» Task objective: Print out the entries, word for word.

» Extracted information:

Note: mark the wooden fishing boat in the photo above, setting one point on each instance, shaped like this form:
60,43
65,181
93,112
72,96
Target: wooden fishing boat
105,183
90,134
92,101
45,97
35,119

» Solution:
Note: mark the wooden fishing boat in the photo above, setting one point on each instance, shaped like this form:
60,43
65,181
93,112
72,96
Target: wooden fishing boat
105,183
90,134
92,101
45,97
35,119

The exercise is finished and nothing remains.